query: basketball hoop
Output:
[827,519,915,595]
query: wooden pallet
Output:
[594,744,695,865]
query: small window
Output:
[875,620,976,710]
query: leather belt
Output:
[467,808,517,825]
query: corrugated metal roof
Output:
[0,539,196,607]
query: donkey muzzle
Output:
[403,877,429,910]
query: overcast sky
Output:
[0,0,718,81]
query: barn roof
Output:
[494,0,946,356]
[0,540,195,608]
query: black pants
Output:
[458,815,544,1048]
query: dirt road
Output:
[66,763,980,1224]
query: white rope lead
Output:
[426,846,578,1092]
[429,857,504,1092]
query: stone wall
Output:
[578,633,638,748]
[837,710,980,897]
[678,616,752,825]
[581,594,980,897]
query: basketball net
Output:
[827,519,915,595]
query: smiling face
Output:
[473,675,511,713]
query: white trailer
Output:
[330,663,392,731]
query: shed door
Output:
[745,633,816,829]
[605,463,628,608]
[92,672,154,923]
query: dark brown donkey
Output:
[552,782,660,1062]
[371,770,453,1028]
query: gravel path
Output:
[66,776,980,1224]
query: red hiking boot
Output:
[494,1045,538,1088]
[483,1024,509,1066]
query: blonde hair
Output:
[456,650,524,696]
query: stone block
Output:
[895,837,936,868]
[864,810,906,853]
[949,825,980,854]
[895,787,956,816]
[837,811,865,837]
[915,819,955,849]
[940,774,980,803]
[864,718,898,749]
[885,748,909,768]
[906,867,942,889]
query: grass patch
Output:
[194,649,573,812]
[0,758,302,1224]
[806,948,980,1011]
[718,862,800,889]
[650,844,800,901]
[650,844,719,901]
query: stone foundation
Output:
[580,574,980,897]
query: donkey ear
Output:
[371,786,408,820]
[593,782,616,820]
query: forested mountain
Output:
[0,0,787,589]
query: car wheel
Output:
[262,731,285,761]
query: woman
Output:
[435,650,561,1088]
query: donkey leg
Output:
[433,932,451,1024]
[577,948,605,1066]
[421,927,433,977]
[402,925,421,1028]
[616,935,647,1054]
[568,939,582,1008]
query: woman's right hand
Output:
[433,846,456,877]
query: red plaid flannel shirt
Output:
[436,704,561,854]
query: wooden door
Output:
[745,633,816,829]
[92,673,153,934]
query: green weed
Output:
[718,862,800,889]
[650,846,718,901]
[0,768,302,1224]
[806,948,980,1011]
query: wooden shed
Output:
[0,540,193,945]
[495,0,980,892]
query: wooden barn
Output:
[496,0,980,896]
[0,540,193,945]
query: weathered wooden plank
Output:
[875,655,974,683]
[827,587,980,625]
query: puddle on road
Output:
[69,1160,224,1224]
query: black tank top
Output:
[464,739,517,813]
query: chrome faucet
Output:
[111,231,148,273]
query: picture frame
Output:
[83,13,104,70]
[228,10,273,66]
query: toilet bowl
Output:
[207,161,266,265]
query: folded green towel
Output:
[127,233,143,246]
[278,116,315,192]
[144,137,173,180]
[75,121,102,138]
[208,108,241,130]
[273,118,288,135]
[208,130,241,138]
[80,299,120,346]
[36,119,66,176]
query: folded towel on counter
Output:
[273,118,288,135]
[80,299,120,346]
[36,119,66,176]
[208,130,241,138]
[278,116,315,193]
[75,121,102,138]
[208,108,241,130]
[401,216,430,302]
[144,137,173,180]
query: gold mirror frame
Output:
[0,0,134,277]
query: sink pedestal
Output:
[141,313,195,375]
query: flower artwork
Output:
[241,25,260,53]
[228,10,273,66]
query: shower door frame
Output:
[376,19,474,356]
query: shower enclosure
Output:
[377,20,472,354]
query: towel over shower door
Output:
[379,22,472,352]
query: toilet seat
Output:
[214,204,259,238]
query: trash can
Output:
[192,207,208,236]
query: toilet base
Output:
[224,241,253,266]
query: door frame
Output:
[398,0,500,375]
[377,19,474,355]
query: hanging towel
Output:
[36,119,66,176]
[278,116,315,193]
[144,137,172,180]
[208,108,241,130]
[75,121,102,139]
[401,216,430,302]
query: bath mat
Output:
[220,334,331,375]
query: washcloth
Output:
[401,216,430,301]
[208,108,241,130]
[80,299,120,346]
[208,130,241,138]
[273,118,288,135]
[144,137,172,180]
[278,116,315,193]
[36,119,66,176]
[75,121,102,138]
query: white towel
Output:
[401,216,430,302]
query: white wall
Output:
::::::::::
- _REQUIREMENTS_: Express every line of the records above as a JSON array of strings, one string per line, with blank lines omitted.

- _RESULT OF THIS TASK_:
[
  "query: basketball hoop",
  "Output:",
  "[827,519,915,595]",
  "query: wooden pallet",
  "Output:",
  "[594,744,695,865]",
  "query: small window",
  "Output:",
  "[875,620,976,710]",
  "query: leather belt",
  "Output:",
  "[467,808,517,825]",
  "query: corrugated metal roof",
  "Output:",
  "[0,539,196,607]",
  "query: donkey muzzle",
  "Output:",
  "[403,877,429,910]",
  "query: overcast sky",
  "Output:",
  "[0,0,718,81]",
  "query: barn roof",
  "Output:",
  "[494,0,946,356]",
  "[0,540,195,608]",
  "query: black pants",
  "Output:",
  "[458,815,544,1048]",
  "query: dirt road",
  "Output:",
  "[66,763,980,1224]",
  "query: white rope lead",
  "Output:",
  "[426,846,578,1092]",
  "[429,857,504,1092]",
  "query: stone wall",
  "Output:",
  "[578,633,638,748]",
  "[837,710,980,897]",
  "[678,616,752,825]",
  "[581,594,980,897]",
  "query: basketball net",
  "Output:",
  "[827,519,915,595]",
  "query: smiling face",
  "Output:",
  "[473,675,511,713]",
  "query: white trailer",
  "Output:",
  "[330,663,392,731]",
  "query: shed door",
  "Output:",
  "[745,633,816,829]",
  "[605,463,628,608]",
  "[92,672,154,923]",
  "query: dark brown donkey",
  "Output:",
  "[552,782,660,1062]",
  "[371,770,453,1028]",
  "query: gravel path",
  "Output:",
  "[66,776,980,1224]",
  "query: red hiking boot",
  "Output:",
  "[494,1045,538,1088]",
  "[483,1024,509,1066]",
  "query: blonde hair",
  "Output:",
  "[456,650,524,696]",
  "query: stone block",
  "Output:",
  "[895,837,936,868]",
  "[864,810,906,853]",
  "[949,825,980,854]",
  "[895,787,956,816]",
  "[837,811,865,837]",
  "[915,819,955,849]",
  "[940,774,980,803]",
  "[864,718,898,749]",
  "[885,748,909,768]",
  "[906,867,942,889]",
  "query: grass patch",
  "Output:",
  "[194,649,573,812]",
  "[0,758,302,1224]",
  "[806,948,980,1011]",
  "[718,862,800,889]",
  "[650,844,800,901]",
  "[650,844,719,901]",
  "query: stone foundation",
  "Output:",
  "[580,574,980,897]",
  "query: donkey ear",
  "Output:",
  "[371,786,408,820]",
  "[593,782,616,820]",
  "query: forested mountain",
  "Output:",
  "[0,0,787,589]",
  "query: car wheel",
  "Output:",
  "[262,731,285,761]",
  "query: woman",
  "Output:",
  "[435,650,561,1088]",
  "query: donkey leg",
  "Output:",
  "[433,932,451,1024]",
  "[577,948,605,1066]",
  "[421,927,433,977]",
  "[402,925,421,1028]",
  "[616,935,647,1054]",
  "[568,939,582,1008]",
  "query: woman's right hand",
  "Output:",
  "[433,846,456,877]",
  "query: red plaid flannel shirt",
  "Output:",
  "[436,704,561,854]",
  "query: wooden door",
  "Output:",
  "[745,633,816,829]",
  "[92,673,153,934]",
  "query: green weed",
  "Output:",
  "[718,862,800,889]",
  "[650,846,718,901]",
  "[0,768,302,1224]",
  "[806,948,980,1011]",
  "query: wooden shed",
  "Output:",
  "[0,540,193,945]",
  "[495,0,980,892]",
  "query: wooden barn",
  "Output:",
  "[496,0,980,896]",
  "[0,540,193,945]",
  "query: weathered wooden plank",
  "Output:",
  "[875,655,974,683]",
  "[827,587,980,625]",
  "query: puddle on road",
  "Output:",
  "[69,1160,224,1224]",
  "query: black tank top",
  "Output:",
  "[464,739,517,813]",
  "query: chrome faucet",
  "Output:",
  "[111,231,148,273]",
  "query: picture frame",
  "Output:",
  "[83,13,104,70]",
  "[228,10,273,66]",
  "query: toilet bowl",
  "Output:",
  "[207,161,266,265]",
  "query: folded green towel",
  "Output:",
  "[127,233,143,246]",
  "[278,116,315,192]",
  "[144,137,173,180]",
  "[75,121,102,138]",
  "[208,108,241,130]",
  "[273,118,288,135]",
  "[208,130,241,138]",
  "[80,299,120,346]",
  "[36,119,66,176]",
  "query: folded towel on counter",
  "Output:",
  "[273,118,288,135]",
  "[80,299,120,346]",
  "[36,119,66,176]",
  "[208,130,241,138]",
  "[278,116,315,193]",
  "[75,121,102,138]",
  "[208,108,241,130]",
  "[401,216,430,302]",
  "[144,137,173,180]",
  "query: gold mirror frame",
  "Output:",
  "[0,0,134,277]",
  "query: sink pedestal",
  "Output:",
  "[141,313,195,375]",
  "query: flower artwork",
  "Output:",
  "[241,25,260,53]",
  "[228,10,273,66]",
  "query: shower door frame",
  "Output:",
  "[376,19,474,356]",
  "query: shower enclosure",
  "Output:",
  "[377,20,472,354]",
  "query: towel over shower door",
  "Output:",
  "[379,22,472,352]",
  "query: toilet seat",
  "Output:",
  "[214,204,259,238]",
  "query: trash can",
  "Output:",
  "[192,207,208,236]",
  "query: toilet base",
  "Output:",
  "[224,241,253,266]",
  "query: door frame",
  "Output:",
  "[398,0,500,375]",
  "[377,19,474,355]",
  "query: hanging towel",
  "Output:",
  "[36,119,66,176]",
  "[278,116,315,193]",
  "[144,137,172,180]",
  "[208,108,241,130]",
  "[75,121,102,139]",
  "[401,216,430,302]",
  "query: bath mat",
  "Output:",
  "[220,334,331,375]",
  "query: washcloth",
  "Output:",
  "[401,216,430,301]",
  "[208,108,241,130]",
  "[80,299,120,346]",
  "[208,130,241,138]",
  "[273,118,288,135]",
  "[144,137,172,180]",
  "[278,116,315,193]",
  "[36,119,66,176]",
  "[75,121,102,138]",
  "query: white towel",
  "Output:",
  "[401,216,430,302]",
  "query: white wall",
  "Output:"
]